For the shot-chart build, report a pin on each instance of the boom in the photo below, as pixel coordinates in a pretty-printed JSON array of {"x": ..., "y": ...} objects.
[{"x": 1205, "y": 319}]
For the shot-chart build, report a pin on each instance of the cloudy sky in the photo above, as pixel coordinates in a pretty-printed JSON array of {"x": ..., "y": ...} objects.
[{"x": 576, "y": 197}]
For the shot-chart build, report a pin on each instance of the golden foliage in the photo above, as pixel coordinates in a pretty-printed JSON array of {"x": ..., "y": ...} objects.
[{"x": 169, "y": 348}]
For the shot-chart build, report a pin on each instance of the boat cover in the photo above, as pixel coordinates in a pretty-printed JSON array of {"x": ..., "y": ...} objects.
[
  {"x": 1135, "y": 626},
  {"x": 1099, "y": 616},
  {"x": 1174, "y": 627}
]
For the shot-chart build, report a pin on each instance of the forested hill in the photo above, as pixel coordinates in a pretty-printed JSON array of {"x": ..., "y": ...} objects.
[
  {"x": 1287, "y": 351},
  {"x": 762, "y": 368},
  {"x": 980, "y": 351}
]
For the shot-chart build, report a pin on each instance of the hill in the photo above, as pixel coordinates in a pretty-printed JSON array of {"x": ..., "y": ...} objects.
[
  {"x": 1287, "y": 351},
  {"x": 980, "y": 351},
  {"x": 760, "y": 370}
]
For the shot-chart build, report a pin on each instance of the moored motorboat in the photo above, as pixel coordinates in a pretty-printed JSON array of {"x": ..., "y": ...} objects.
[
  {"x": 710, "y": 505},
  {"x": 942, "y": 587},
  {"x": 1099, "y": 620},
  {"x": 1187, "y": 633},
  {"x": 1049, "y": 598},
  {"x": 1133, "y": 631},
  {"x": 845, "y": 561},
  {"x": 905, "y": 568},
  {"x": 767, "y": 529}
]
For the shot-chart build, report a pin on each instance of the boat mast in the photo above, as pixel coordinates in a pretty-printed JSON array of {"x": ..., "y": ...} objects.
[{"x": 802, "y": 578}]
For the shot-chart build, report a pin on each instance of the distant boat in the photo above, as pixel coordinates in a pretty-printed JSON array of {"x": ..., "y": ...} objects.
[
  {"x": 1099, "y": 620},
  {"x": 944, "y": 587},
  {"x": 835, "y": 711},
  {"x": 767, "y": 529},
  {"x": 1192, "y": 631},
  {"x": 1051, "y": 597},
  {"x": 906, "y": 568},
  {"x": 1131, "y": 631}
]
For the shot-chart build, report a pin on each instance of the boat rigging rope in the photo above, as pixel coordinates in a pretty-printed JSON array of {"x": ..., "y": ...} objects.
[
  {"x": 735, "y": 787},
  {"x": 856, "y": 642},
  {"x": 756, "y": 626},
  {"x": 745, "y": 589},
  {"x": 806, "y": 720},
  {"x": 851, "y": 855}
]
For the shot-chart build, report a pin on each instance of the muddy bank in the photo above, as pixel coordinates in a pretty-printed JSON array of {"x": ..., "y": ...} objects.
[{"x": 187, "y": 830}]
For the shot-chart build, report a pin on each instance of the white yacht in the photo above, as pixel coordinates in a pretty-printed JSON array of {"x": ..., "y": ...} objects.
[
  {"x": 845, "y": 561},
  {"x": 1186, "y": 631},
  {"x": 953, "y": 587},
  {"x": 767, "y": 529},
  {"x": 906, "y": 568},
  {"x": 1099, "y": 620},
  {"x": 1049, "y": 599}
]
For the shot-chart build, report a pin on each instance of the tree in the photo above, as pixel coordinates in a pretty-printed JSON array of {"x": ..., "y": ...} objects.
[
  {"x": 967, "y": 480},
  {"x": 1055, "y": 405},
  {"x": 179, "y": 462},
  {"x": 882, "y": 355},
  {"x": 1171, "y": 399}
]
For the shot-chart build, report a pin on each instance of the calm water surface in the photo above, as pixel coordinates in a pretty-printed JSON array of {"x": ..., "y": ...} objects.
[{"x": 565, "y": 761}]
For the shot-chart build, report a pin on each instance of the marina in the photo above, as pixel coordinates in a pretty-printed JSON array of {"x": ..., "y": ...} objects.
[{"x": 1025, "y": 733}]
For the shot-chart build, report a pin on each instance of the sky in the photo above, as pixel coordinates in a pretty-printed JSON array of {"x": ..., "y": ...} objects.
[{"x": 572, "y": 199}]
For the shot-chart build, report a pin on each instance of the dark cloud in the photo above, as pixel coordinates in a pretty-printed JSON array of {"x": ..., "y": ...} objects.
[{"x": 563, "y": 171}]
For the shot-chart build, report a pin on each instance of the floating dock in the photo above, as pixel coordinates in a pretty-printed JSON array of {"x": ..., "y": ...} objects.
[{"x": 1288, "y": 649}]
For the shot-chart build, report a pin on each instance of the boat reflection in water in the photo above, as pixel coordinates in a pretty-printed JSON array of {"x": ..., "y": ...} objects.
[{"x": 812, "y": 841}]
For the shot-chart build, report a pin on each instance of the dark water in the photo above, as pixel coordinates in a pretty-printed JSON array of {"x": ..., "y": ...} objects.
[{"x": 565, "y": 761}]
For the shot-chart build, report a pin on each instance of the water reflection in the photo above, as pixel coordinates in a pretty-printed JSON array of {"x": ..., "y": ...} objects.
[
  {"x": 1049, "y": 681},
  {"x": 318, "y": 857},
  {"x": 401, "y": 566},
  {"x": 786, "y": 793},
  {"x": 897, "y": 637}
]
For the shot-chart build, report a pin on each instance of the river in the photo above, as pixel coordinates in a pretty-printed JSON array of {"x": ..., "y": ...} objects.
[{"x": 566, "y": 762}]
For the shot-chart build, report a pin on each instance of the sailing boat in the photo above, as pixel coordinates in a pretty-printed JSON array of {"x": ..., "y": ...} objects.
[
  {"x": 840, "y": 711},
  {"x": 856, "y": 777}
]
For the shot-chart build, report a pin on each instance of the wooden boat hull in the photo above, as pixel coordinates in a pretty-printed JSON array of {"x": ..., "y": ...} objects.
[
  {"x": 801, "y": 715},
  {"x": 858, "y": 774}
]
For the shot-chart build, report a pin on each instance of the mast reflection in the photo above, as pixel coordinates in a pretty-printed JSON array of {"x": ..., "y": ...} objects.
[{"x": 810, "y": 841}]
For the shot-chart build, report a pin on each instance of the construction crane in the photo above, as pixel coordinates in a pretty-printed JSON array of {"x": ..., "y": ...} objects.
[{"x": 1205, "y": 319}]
• • • •
[Exercise aim]: Repeat the whole listing exactly, keeping every line intact.

[Exercise response]:
For the shot-chart build, report a pin on each instance of the boom in the photo below, as pixel coordinates in a pretty-printed JSON array of {"x": ..., "y": ...} objects.
[{"x": 1205, "y": 319}]
For the shot-chart build, report a pin on each instance of the cloudy sky in the photo above, as pixel coordinates in a pretty-printed JSON array of {"x": ..., "y": ...} objects.
[{"x": 576, "y": 197}]
For the shot-chart build, report a pin on each instance of the golden foliage in the photo above, as pixel coordinates in a pretty-printed JSON array of {"x": ..., "y": ...} objects.
[{"x": 169, "y": 348}]
For the shot-chart build, report a pin on each instance of the boat cover in the photo above, as pixel coordinates in a pretty-printed JSON array of {"x": ..., "y": ...} objects.
[
  {"x": 1135, "y": 626},
  {"x": 1099, "y": 616},
  {"x": 1174, "y": 627}
]
For the shot-chart build, report a pin on each instance of the forested hill in the photo above, as pixel coordinates in a pretty-printed JSON array of {"x": ..., "y": ...} objects.
[
  {"x": 1287, "y": 351},
  {"x": 762, "y": 368},
  {"x": 980, "y": 351}
]
For the shot-chart build, report a pin on each instance of the hill in the photo above, as pixel coordinates in a pretty-printed JSON array of {"x": ..., "y": ...} objects.
[
  {"x": 1287, "y": 351},
  {"x": 980, "y": 351},
  {"x": 760, "y": 370}
]
For the shot-chart build, report a pin on each instance of the moored motorboat in the photo above, as pixel coordinates in a pretty-printed JSON array of {"x": ..., "y": ...} objects.
[
  {"x": 710, "y": 505},
  {"x": 942, "y": 587},
  {"x": 1099, "y": 620},
  {"x": 1187, "y": 633},
  {"x": 1049, "y": 598},
  {"x": 1133, "y": 631},
  {"x": 845, "y": 561},
  {"x": 905, "y": 568},
  {"x": 767, "y": 529}
]
For the shot-chart build, report a pin on each instance of the boat mast in the photo above, as pixel coordinates in a pretty-printed JSON array of {"x": ..., "y": ...} objects.
[{"x": 802, "y": 578}]
For the shot-chart build, report a pin on each instance of the distant boat in the photo above, as pixel coordinates in a pretty-printed JSON array of {"x": ..., "y": ...} objects.
[
  {"x": 1099, "y": 620},
  {"x": 944, "y": 587},
  {"x": 835, "y": 711},
  {"x": 767, "y": 529},
  {"x": 1192, "y": 631},
  {"x": 1051, "y": 597},
  {"x": 906, "y": 568},
  {"x": 1131, "y": 631}
]
For the shot-chart build, report a pin on each instance of the boat rigging rope in the photo above, as pixel coordinates in a pretty-printed JSON array of {"x": ..., "y": ...} objects.
[
  {"x": 735, "y": 787},
  {"x": 856, "y": 642},
  {"x": 756, "y": 626},
  {"x": 745, "y": 589},
  {"x": 806, "y": 720},
  {"x": 851, "y": 855}
]
For the shot-chart build, report a pin on each instance of the muddy bank in the photo above, as pixel coordinates in a pretty-printed JSON array of {"x": ..., "y": ...} objects.
[{"x": 187, "y": 830}]
For the shot-chart build, report a pin on each instance of the white yacht in the photo above, as pixel coordinates in a pretty-printed JSON array of {"x": ..., "y": ...} objects.
[
  {"x": 845, "y": 561},
  {"x": 1186, "y": 631},
  {"x": 953, "y": 587},
  {"x": 767, "y": 529},
  {"x": 906, "y": 568},
  {"x": 1099, "y": 620},
  {"x": 1049, "y": 599}
]
For the shot-chart build, report a pin on each instance of the tree in the photo above, as pixel coordinates in a pretty-printed JSON array of {"x": ..., "y": ...} objects.
[
  {"x": 967, "y": 480},
  {"x": 1055, "y": 405},
  {"x": 179, "y": 462},
  {"x": 882, "y": 355},
  {"x": 1171, "y": 399}
]
For the shot-chart build, report a pin on each instance of the calm water surface in the photo above, as pixel coordinates in a pretty-printed JSON array of {"x": ..., "y": ...} objects.
[{"x": 565, "y": 761}]
For the shot-chart build, report a pin on each instance of the marina in the photo above, as pixel coordinates in a pretty-printed JSON array of {"x": ..., "y": ...} objects.
[{"x": 1025, "y": 733}]
For the shot-chart build, report a pin on each instance of the sky in the photo above, as pixel coordinates in a pretty-printed JSON array of {"x": ..., "y": ...} objects.
[{"x": 572, "y": 199}]
For the shot-chart build, report a pin on each instance of the dark cloud in the photo above, as pixel coordinates in a pretty-printed JSON array of {"x": ..., "y": ...} objects.
[{"x": 563, "y": 171}]
For the shot-chart build, report a pin on each instance of the floating dock in the photo above, as pixel coordinates in a pretty-printed JSON array of {"x": ..., "y": ...} objects.
[{"x": 1288, "y": 649}]
For the shot-chart build, report a pin on each instance of the boat reflection in water in the photo above, as pixel coordinates in a pretty-printed JSON array of {"x": ..., "y": ...} objects.
[{"x": 812, "y": 841}]
For the shot-chart build, report a pin on each instance of the dark water in the photo above, as pixel coordinates in a pretty-printed JSON array of {"x": ..., "y": ...} objects.
[{"x": 565, "y": 761}]
For the shot-chart build, report a pin on each instance of the water reflection in the photo above, as pixel coordinates in a pretty-printed JSON array of {"x": ..., "y": ...} objects.
[
  {"x": 1049, "y": 681},
  {"x": 318, "y": 857},
  {"x": 401, "y": 566},
  {"x": 786, "y": 793},
  {"x": 897, "y": 637}
]
For the shot-chart build, report a pin on each instance of the river in the photo above, as pixel coordinates in a pretty-printed JSON array of {"x": ..., "y": ...} objects.
[{"x": 566, "y": 762}]
For the shot-chart build, report a pin on each instance of the sailing boat in the photo above, as pixel coordinates in a pretty-printed JSON array of {"x": ..., "y": ...} objects.
[
  {"x": 840, "y": 711},
  {"x": 856, "y": 777}
]
For the shot-chart build, report a pin on each instance of the wooden boat hull in the photo above, as pixel coordinates in a pretty-printed JSON array of {"x": ..., "y": ...} objects.
[
  {"x": 801, "y": 715},
  {"x": 858, "y": 774}
]
For the shot-chart build, report a pin on each instance of the mast reflection in the photo above, as pixel coordinates in a pretty-printed JSON array of {"x": ..., "y": ...} objects.
[{"x": 810, "y": 841}]
For the shot-chart build, report a pin on each instance of the construction crane in the photo above, as pixel coordinates in a pretty-printed JSON array of {"x": ..., "y": ...} objects.
[{"x": 1205, "y": 319}]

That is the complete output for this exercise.